At the start of this drying phase, producers need to turn the beans hourly to prevent fungal infection – a heavy investment of labour, especially for small husband-and-wife teams who also have children and elderly relatives to care for.
They need to continue controlling the drying process until the coffee reaches a moisture content of 10–12%. This process is complex for small-scale coffee producers with limited capital, including drying facilities, labour, and knowledge.
Coffee in drying patio. Credit: Amec Velásquez
Long-Term Sustainable Change for all Producers
However, with the right assistance, smallholder producers can take advantage of opportunities to enter the specialty market.
Karsten tells me that Outspan’s focus starts with good agricultural practices and certification (e.g. Rainforest Alliance and UTZ). The aim is to enhance productivity and returns, access new markets, and improve financial literacy skills. To achieve this, the company works with Jacobs Douwe Egberts and IDH Sustainable Trade Initiative through an out-growers coffee programme in Paksong District.
“It all starts by investing in the fundamentals of good agricultural practices,” Karsten says. “We have to take into account the complexities of rural livelihoods and understand farmers’ technical capacities, resources and finances. Supporting producers to gain skills from planting to processing sets them up for the future. That’s why getting it right – from the very beginning – is so important.”
For many low-income countries, coffee is a driving force in the rural economy. And those that invest in agriculture research and support their farmers with reliable transport and logistics can access the specialty market – something that, in turn, should help to ease poverty.
Yet it requires that initial investment and resources.
Sasa Sestic of ONA Coffee Sasa sources beans direct from the producer on Thalanar Estate, India. Credit: ONA Coffee
Fortunately, the focus on producing high-quality coffee has encouraged positive, long-term changes. There is now a growing consensus among multinational traders and roasters, distributors, governments, civil society groups, and donors that farmers need to be supported in adopting good agricultural practices.

::::

Tasks ▸
1) According to the coffee text, in which district does the out-growers coffee programme run?
2) Write the next part of the coffee text, picking up after its final sentence.
The listing that follows was taken from a different source than the coffee text.

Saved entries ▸
::::

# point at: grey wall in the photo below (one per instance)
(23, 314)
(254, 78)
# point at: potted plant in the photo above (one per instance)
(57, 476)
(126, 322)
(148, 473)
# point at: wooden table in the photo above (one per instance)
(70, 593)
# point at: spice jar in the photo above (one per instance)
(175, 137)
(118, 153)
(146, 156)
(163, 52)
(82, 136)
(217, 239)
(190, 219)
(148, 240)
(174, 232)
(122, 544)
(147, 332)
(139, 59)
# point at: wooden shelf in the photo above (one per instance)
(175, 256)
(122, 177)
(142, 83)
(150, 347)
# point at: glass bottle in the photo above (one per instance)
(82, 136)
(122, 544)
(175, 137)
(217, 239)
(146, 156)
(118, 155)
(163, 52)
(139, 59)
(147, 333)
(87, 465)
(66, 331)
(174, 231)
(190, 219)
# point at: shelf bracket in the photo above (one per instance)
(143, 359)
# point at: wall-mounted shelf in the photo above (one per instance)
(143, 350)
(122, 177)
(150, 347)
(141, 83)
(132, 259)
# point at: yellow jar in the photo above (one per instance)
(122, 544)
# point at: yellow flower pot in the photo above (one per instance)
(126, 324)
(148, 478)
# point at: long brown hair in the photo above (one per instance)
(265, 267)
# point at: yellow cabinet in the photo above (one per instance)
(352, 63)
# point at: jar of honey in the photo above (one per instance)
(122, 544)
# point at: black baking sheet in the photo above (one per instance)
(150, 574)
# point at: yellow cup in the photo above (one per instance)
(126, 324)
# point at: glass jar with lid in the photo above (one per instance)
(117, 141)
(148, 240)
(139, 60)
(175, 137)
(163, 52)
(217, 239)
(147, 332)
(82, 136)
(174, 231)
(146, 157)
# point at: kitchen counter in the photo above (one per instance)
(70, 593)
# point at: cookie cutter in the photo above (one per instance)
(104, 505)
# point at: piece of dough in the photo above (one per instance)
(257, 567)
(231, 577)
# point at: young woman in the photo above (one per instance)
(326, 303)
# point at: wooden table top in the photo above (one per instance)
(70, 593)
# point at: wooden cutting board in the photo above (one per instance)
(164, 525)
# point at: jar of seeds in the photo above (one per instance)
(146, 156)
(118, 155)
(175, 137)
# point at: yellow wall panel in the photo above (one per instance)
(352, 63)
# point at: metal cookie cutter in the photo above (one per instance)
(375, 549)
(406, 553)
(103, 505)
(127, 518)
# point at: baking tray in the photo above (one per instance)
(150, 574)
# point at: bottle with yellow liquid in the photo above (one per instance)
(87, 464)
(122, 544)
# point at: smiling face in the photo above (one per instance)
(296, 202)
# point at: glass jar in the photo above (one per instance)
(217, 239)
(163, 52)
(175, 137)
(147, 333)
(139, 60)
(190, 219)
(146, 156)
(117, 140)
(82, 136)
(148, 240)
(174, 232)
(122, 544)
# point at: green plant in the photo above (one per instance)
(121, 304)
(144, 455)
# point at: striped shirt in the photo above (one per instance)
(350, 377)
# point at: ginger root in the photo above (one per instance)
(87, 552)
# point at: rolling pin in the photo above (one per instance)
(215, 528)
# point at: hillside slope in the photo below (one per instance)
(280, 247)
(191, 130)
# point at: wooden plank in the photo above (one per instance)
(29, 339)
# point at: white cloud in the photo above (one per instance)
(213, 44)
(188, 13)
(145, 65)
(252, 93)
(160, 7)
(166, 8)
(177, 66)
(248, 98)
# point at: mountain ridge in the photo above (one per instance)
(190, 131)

::::

Responses by item number ▸
1) Paksong District.

2)
Coffee producers in Brazil, Costa Rica, Honduras, Ethiopia, Guatemala and Mexico are moving up the coffee value chain and earning more income. They now have a greater focus on crop quality, post-harvest handling, diversification and market engagement, says Nathan Hyde of HA Bennett & Sons Pty Limited. As such, the farmers can command a better price for their product and cater to the specialty coffee movement.
Coffee traders are increasingly demanding good agricultural practices, supporting their adoption, and providing a premium for quality or specialty coffee. As a result, smallholder coffee producers now have a viable, financial motivation to improve their quality and work towards sustainable farming systems.
Roman holds the coffee she produced, having found it on the supermarket shelves. Credit: Nicole Motteux
Finding ways to combat crippled economic growth and development is a daunting challenge, yet recognition of the problems is an important first step. If you want to help break the vicious cycle of poverty and environmental destruction in coffee growing countries, you can. Use your coffee choices to support the incremental steps towards sustainable practices, innovation, and robust systems.
Change and sustainability take time and trust – but with each cup, you can raise coffee producers’ hopes, opportunities, and confidence.
Based on research conducted for International Women’s Coffee Alliance and a case study with CARE International in Lao P.D.R (Ms Impasai age 24 takes charge). All interviews were interpreted by Mr. Thongchanh Sengsoulivong and supported by Lilani Goonesena.